Exercise prompt: Locate each line in the data below that includes the word "door" and copy those lines. The match is case-sensitive.

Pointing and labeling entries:

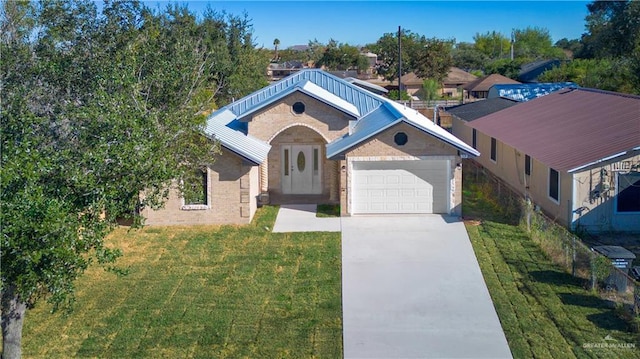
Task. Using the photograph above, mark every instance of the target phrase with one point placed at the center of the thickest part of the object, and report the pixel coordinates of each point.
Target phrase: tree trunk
(13, 311)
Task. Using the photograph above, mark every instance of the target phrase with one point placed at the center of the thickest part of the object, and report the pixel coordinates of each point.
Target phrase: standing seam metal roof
(374, 113)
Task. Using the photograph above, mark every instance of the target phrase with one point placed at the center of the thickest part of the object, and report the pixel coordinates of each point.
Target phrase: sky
(363, 22)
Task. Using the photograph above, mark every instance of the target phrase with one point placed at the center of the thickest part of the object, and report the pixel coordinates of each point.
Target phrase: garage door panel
(400, 187)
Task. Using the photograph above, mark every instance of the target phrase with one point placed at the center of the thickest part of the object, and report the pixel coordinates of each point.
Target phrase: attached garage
(412, 186)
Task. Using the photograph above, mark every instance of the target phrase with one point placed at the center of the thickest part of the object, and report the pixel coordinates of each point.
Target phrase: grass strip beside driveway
(203, 292)
(544, 311)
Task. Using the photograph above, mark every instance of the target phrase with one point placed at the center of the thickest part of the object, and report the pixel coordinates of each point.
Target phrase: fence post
(573, 260)
(592, 265)
(529, 209)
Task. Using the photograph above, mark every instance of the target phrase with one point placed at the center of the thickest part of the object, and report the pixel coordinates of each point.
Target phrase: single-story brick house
(315, 138)
(574, 152)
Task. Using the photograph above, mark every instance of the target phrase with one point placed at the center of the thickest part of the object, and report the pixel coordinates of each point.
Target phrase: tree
(387, 50)
(340, 57)
(613, 28)
(534, 43)
(430, 89)
(504, 67)
(426, 57)
(434, 61)
(468, 58)
(276, 43)
(604, 74)
(492, 44)
(571, 47)
(98, 108)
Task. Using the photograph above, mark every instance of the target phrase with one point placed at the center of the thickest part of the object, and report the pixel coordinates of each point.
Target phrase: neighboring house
(453, 84)
(369, 86)
(479, 89)
(315, 138)
(277, 71)
(575, 153)
(526, 92)
(530, 72)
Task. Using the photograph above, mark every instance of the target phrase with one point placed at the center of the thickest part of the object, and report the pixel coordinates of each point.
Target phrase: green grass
(328, 210)
(545, 312)
(203, 292)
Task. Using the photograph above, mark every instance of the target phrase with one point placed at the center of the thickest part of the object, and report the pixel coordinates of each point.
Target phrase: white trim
(294, 125)
(598, 161)
(198, 207)
(556, 201)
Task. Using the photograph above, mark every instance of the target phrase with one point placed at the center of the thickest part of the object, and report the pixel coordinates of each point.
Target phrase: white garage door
(400, 186)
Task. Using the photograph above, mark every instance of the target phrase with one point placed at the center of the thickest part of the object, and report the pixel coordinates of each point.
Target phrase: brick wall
(230, 196)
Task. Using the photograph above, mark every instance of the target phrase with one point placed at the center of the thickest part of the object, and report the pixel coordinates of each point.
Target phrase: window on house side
(195, 188)
(628, 199)
(316, 160)
(554, 185)
(494, 150)
(474, 139)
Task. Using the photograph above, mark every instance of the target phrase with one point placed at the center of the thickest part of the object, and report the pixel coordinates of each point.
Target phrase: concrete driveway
(412, 288)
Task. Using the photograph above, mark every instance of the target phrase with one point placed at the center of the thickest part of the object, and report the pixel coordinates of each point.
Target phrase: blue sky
(362, 22)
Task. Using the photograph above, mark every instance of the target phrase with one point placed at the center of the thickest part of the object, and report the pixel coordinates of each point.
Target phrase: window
(474, 139)
(628, 199)
(316, 160)
(298, 107)
(554, 185)
(195, 187)
(400, 138)
(494, 150)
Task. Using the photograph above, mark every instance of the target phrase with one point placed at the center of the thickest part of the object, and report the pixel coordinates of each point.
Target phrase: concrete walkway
(412, 288)
(302, 218)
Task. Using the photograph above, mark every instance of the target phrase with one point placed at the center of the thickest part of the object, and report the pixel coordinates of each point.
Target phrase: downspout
(435, 114)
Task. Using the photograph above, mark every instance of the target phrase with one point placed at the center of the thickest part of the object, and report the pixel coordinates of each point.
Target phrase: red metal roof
(569, 128)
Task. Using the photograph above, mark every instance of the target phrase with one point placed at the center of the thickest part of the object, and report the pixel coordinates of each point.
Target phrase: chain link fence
(564, 248)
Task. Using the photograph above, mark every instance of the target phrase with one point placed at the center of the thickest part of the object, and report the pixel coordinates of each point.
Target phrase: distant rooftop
(526, 92)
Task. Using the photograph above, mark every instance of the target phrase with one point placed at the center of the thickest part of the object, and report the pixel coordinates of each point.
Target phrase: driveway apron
(412, 288)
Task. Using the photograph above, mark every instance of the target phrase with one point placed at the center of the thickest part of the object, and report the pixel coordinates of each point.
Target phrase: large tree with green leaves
(96, 109)
(338, 56)
(426, 57)
(434, 60)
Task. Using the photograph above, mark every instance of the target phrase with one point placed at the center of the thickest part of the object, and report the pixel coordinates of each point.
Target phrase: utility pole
(513, 40)
(399, 63)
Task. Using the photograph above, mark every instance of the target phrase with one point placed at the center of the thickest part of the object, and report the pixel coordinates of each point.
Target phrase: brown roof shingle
(570, 128)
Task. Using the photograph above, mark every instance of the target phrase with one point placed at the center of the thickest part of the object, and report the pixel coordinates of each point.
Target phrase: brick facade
(235, 185)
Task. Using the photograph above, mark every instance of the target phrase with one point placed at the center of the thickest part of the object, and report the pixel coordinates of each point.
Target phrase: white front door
(301, 169)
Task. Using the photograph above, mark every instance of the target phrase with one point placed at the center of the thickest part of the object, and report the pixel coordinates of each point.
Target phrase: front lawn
(203, 292)
(544, 311)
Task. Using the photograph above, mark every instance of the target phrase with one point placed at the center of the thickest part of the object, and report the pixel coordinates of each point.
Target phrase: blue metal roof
(526, 92)
(363, 100)
(373, 114)
(234, 138)
(386, 116)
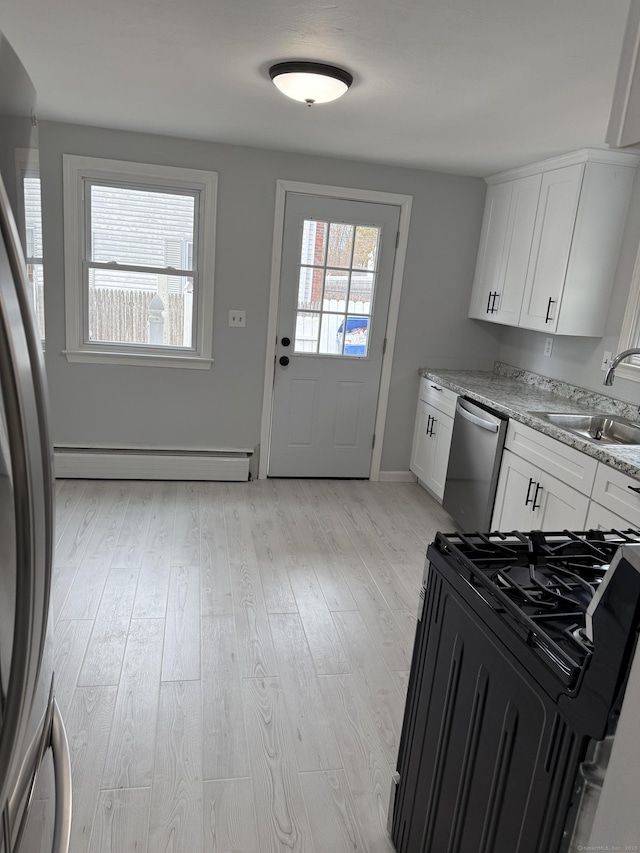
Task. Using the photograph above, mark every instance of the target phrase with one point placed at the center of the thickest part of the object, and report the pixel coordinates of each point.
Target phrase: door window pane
(365, 252)
(330, 337)
(139, 308)
(310, 288)
(361, 292)
(314, 242)
(307, 329)
(356, 338)
(336, 288)
(340, 244)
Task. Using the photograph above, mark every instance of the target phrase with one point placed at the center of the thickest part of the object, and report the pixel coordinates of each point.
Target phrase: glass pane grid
(335, 293)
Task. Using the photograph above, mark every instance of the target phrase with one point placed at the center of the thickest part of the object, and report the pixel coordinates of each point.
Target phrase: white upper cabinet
(505, 245)
(550, 240)
(624, 122)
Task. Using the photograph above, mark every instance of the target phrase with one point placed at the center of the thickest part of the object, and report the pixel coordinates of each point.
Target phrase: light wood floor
(232, 658)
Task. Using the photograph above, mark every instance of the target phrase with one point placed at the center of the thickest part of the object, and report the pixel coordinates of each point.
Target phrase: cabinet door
(420, 457)
(522, 217)
(442, 429)
(491, 252)
(559, 507)
(514, 495)
(555, 222)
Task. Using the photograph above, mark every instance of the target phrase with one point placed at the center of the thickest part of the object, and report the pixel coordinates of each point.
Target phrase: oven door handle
(474, 419)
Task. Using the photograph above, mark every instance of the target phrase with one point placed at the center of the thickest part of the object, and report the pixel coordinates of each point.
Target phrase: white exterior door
(337, 265)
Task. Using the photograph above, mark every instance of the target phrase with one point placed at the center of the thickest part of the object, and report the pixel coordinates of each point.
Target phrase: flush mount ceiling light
(310, 82)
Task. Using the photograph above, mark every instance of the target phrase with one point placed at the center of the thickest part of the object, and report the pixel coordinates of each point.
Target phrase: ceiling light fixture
(310, 82)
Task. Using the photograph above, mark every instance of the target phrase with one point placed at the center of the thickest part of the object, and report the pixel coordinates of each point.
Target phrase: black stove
(541, 583)
(522, 650)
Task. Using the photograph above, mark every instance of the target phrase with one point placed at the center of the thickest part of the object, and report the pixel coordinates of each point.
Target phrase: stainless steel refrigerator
(35, 774)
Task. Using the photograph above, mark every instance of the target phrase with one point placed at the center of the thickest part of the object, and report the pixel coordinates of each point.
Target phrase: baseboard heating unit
(150, 464)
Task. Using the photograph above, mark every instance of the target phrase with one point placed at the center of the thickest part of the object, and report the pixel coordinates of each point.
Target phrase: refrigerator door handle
(62, 773)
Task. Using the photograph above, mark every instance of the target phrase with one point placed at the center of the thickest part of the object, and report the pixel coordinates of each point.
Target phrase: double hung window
(139, 243)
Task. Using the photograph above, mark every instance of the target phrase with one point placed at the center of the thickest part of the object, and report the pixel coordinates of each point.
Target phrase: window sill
(140, 359)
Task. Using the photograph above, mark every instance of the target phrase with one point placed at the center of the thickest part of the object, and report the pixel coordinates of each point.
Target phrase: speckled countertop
(517, 393)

Correct response:
Target phrase: garage door panel
Target phrase: white garage door
Target phrase: white front door
Target phrase: door window pane
Target phrase: cabinet door
Target phrase: oven door handle
Target phrase: white exterior door
Target phrase: refrigerator door handle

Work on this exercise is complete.